GOAL 1 -
Answer these questions from the passage on trusting God, each on its own line:
(a) Where did Jim Elliot go to preach the gospel?
(b) Which event did two of the killers later attend?
(c) Whom did Joram marry?
GOAL 2 - Translate this sentence from the passage on trusting God into Spanish: "The work of running the universe is complex, and God doesn’t expect us to understand that."

TEXT -
-- begin --

Now, let me draw out a few applications from this particular characteristic of God.

First, we ought to trust God even when our situation seems bleak. Sometimes, unexplainable bad things do happen. I have friends who tried many times to have kids, but end up having miscarriages multiple times. I don’t know why such things happen.

The book of Job reminds us that because we are human, we can’t fathom the mind of God. Job though a righteous man, suffered tremendously, and he demanded for answers to why God allowed him to suffer in such a seemingly unjust manner. At the end of the book of Job, God speaks to Job and asks him, “Were you there when I created the universe?” The work of running the universe is complex, and God doesn’t expect us to understand that. However, he does expect us to trust that he is good and in control even when our external situations suggest that he is not.

Second, our trust in God transforms us and in turn transforms others. I think of Jim Elliot who went to the jungles of Ecuador to preach the gospel to an indigenous tribe there. He and four others were killed by some tribesmen. Such tragedy could have made the family members of those who lost their lives bitter. Instead, through this tragedy, God taught them the hard lesson of true forgiveness. Elliot’s wife and the sister of one of the victims eventually went back to the tribe to share about the power of Christ to forgive. Because of them, many of the indigenous people turned to Christ. Even two of the killers became convinced of their sins and became believers. They even attended the 1966 World Congress of Evangelism in Berlin and testified of the reality of Christ’s power to forgive sins. No matter how tragic the circumstances of our lives are, there is hope that God works all things both good and bad for the good of those who love him (Romans 8:28).

Third, while it is true that God can bring good even out of evil, it doesn’t mean that we should make unwise decisions. Coming back to 2 Kings 11, the reason why Athaliah is in the picture is because Joram Jehoshaphat’s son married her. This marriage is probably arranged by Jehoshaphat because he made an alliance with the house of Ahab. In those days, when you make an alliance, it was common practice to give your children in marriage to your ally’s children. Jehoshaphat probably thought it wise to give Joram in marriage to Athaliah to strengthen the relations between Judah and Israel. He knew God hated idol worship and strictly prohibited marriage with pagans. Yet, he ignored God’s commands. The result was that his entire family line was almost wiped out by his daughter-in-law.

Let that be a warning to us when we think of our future marriage partners. It is easy to justify our choice of love interests, but there will be painful consequences for choosing to marry someone outside the faith that you may not expect. Some who marry non-believers have found it hard to cope with the stress of having different values, while others have given up on the faith entirely. That is not to say that God can’t bring good out of the situation, but before he can do that, he will most likely allow you to suffer the consequence of your poor choices. The question is: are you willing to suffer when he has warned you beforehand of the consequences of unwise decisions?

-- end --

DATA EXCERPTS -
-- begin --

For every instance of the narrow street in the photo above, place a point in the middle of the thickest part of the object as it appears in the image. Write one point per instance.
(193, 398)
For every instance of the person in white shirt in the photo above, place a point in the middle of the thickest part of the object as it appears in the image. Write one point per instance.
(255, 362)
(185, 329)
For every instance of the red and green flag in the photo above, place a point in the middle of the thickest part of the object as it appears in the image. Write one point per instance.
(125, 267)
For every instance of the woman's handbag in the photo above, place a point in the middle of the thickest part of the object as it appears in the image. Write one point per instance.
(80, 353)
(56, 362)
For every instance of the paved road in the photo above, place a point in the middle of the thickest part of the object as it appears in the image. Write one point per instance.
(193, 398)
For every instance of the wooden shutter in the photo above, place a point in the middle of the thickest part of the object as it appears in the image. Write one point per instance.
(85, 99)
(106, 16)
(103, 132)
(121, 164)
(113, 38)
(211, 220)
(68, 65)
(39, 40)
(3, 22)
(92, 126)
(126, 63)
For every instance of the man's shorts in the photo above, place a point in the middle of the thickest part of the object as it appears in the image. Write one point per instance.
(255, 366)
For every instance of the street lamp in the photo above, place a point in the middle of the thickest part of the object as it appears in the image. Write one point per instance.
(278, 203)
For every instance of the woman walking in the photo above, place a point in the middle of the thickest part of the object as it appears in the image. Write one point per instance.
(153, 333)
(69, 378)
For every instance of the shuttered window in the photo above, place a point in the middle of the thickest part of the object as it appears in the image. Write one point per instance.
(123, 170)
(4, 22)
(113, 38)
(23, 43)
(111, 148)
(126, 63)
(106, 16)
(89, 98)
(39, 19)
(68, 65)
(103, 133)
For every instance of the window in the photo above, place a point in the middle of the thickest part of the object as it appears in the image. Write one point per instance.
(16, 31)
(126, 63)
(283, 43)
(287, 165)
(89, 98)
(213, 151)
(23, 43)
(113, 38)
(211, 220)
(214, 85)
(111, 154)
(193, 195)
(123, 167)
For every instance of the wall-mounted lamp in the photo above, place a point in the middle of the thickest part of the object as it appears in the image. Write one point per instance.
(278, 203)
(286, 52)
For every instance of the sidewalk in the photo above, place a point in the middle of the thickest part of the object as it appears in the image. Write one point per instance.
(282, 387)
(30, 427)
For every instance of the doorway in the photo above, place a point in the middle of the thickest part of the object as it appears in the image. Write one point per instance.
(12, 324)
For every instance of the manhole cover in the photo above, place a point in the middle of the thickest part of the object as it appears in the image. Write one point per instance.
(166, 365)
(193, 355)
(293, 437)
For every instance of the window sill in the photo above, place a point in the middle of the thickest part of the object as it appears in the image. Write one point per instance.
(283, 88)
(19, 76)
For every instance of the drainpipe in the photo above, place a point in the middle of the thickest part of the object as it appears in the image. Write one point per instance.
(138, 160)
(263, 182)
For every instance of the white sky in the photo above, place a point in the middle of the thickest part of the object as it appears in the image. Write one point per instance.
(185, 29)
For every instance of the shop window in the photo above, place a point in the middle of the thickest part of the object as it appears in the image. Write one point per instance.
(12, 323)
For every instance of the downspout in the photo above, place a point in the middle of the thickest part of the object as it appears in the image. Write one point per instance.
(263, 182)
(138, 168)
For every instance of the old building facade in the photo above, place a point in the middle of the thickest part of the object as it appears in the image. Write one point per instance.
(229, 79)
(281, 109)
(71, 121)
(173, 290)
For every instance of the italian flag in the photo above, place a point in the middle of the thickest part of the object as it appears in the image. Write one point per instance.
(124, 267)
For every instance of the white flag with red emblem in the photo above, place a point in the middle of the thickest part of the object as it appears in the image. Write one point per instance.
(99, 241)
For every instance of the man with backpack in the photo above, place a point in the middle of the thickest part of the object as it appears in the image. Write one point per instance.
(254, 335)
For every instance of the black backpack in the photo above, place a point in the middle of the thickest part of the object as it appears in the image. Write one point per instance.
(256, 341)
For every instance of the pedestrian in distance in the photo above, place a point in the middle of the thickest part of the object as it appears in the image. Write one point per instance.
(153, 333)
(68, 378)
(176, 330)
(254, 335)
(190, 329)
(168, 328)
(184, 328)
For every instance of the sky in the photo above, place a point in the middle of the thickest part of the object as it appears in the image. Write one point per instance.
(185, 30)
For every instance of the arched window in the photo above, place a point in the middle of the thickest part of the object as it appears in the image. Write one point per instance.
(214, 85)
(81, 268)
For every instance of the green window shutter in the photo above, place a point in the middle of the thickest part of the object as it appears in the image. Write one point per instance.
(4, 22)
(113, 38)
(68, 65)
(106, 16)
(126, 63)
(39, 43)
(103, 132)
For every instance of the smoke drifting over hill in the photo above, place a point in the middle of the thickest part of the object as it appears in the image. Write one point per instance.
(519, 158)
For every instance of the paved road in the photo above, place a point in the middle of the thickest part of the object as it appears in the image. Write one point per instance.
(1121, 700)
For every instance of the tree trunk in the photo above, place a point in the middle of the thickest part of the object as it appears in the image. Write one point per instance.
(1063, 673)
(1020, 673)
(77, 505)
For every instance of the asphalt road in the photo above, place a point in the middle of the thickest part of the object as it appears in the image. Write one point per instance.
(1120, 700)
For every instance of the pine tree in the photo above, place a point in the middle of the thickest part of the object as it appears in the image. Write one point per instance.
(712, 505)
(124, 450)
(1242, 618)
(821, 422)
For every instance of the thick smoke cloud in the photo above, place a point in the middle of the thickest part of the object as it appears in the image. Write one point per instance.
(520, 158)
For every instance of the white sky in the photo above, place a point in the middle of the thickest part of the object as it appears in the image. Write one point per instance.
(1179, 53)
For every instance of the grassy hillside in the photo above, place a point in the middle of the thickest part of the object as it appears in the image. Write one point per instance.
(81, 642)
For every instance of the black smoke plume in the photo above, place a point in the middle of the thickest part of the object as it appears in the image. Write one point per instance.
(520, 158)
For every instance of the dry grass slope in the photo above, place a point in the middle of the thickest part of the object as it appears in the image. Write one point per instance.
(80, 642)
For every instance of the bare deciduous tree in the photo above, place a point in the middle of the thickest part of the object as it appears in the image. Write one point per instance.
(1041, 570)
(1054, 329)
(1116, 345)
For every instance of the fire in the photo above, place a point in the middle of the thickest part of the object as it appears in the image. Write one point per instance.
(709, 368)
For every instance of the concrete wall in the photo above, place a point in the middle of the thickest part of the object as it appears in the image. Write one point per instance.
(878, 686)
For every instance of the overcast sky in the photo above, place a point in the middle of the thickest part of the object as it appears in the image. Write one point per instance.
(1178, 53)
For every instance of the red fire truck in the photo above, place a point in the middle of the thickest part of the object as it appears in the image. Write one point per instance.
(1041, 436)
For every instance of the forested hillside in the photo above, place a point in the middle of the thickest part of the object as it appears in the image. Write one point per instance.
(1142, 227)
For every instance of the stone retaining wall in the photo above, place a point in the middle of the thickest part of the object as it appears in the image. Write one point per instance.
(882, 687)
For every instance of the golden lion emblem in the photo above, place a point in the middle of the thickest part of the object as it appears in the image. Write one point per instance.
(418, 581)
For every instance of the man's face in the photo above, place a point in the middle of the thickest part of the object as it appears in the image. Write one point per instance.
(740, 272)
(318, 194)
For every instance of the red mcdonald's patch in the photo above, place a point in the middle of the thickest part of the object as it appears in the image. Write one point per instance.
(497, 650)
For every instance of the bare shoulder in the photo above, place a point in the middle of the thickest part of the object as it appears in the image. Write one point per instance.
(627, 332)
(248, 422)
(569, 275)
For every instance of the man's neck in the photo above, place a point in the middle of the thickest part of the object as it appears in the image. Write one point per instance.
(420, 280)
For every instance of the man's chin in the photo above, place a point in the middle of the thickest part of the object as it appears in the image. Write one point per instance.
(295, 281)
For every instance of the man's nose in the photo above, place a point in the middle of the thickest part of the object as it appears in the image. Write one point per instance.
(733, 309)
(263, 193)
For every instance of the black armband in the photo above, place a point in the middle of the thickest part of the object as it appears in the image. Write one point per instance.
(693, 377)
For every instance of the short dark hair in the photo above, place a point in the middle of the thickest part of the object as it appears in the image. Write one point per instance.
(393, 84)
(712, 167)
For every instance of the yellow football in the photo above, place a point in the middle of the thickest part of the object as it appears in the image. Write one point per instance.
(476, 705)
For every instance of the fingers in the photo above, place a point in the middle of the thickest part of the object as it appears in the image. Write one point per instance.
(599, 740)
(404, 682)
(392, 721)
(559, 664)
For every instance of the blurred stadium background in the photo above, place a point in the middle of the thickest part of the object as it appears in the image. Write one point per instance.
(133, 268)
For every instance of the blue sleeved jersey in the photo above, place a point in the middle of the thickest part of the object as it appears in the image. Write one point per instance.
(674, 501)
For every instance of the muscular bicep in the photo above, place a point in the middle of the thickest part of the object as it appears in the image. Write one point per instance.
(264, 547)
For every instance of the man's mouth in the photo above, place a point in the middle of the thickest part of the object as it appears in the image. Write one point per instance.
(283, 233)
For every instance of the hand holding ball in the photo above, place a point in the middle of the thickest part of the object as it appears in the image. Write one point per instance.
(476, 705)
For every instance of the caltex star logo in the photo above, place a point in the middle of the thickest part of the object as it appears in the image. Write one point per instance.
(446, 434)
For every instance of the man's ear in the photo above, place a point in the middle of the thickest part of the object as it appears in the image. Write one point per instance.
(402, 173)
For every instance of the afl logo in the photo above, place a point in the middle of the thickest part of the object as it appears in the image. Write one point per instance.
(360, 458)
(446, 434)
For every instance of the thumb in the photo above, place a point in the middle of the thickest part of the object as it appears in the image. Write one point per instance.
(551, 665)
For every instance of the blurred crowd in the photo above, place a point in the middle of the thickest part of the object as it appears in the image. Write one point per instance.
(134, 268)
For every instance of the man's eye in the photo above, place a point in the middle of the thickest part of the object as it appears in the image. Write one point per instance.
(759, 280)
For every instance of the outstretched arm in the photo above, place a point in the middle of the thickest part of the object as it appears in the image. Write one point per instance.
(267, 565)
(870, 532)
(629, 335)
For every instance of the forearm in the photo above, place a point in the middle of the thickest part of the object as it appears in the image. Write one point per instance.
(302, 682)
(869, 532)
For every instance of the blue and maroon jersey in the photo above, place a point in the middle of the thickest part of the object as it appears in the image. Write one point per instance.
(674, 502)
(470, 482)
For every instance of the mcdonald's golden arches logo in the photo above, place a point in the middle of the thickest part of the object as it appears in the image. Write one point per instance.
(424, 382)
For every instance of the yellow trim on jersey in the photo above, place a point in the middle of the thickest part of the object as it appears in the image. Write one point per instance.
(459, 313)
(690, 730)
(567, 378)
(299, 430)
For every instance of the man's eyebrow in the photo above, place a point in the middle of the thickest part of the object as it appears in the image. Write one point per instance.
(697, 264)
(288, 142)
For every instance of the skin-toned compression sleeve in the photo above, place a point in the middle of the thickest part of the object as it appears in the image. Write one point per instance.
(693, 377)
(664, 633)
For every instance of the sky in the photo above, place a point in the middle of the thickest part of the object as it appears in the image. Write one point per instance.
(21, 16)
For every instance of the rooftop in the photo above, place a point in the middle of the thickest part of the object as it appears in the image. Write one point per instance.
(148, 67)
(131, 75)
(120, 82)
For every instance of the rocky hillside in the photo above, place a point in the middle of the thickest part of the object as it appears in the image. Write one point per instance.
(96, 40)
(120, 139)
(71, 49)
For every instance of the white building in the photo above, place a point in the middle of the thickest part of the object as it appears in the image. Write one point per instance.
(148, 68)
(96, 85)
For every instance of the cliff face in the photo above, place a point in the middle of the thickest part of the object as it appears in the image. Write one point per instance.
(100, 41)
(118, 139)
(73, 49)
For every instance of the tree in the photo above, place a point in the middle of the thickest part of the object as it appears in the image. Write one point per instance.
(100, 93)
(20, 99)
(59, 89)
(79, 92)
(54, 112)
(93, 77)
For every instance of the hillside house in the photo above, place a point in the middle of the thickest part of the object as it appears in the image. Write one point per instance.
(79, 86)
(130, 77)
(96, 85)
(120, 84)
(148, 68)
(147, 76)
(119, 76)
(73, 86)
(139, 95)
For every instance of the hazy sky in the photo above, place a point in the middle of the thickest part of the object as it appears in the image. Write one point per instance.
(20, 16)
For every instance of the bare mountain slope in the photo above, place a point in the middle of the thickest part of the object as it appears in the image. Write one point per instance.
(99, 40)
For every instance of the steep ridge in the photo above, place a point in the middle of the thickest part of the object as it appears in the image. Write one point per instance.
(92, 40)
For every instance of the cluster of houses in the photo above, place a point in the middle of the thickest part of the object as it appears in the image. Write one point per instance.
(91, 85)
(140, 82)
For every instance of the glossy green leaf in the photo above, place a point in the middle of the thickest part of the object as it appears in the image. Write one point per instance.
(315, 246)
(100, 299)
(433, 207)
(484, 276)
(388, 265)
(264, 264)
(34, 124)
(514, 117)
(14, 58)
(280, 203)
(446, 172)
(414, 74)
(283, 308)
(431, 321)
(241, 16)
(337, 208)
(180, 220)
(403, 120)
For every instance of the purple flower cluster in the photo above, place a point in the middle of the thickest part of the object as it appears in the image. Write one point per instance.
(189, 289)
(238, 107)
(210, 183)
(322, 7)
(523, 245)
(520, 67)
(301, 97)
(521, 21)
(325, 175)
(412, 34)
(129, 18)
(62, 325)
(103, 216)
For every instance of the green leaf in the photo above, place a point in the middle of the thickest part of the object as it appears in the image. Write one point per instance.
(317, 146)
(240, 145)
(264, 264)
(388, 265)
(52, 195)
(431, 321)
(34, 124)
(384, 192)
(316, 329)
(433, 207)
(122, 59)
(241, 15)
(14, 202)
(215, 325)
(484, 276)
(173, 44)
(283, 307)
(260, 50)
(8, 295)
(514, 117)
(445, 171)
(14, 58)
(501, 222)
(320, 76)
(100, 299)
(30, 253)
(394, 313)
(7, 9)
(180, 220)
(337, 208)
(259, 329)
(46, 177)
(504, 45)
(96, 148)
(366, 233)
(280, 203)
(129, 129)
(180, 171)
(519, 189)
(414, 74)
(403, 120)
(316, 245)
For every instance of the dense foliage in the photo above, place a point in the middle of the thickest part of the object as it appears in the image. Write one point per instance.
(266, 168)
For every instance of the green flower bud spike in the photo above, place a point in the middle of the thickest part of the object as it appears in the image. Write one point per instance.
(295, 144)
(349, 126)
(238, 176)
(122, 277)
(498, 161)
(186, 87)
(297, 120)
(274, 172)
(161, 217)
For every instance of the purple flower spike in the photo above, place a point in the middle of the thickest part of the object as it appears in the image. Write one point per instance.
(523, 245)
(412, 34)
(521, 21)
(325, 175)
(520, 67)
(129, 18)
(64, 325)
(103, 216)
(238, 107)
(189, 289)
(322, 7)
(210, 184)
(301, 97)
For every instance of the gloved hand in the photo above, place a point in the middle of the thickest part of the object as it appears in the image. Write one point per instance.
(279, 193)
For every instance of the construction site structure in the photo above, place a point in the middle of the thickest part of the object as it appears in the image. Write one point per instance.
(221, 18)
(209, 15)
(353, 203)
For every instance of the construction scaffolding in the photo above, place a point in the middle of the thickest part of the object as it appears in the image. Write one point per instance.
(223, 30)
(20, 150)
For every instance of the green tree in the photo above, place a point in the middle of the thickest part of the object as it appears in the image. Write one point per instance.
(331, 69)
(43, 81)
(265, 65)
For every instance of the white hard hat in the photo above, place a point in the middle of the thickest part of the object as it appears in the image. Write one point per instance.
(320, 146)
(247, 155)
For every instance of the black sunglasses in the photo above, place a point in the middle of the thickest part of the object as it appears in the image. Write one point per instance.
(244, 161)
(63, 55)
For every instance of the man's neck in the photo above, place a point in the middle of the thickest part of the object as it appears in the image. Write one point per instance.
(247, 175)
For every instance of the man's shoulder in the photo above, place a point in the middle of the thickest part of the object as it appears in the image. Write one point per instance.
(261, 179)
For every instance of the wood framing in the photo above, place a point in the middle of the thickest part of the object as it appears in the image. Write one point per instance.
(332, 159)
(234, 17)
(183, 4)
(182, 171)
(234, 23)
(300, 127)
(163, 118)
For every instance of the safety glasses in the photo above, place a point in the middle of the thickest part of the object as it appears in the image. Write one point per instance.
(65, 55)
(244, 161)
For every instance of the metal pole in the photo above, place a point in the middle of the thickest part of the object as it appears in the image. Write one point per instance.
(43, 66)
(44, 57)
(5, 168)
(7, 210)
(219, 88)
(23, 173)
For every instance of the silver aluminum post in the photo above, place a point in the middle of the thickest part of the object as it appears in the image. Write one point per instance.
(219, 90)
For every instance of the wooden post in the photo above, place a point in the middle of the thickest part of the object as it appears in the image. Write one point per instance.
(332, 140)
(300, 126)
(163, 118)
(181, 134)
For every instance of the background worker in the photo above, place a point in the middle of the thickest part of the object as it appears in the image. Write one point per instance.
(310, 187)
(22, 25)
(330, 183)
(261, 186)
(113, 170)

-- end --

ANSWER 1 -
(a) The jungles of Ecuador
(b) The 1966 World Congress of Evangelism in Berlin
(c) Athaliah

ANSWER 2 - La tarea de gobernar el universo es compleja, y Dios no espera que entendamos eso.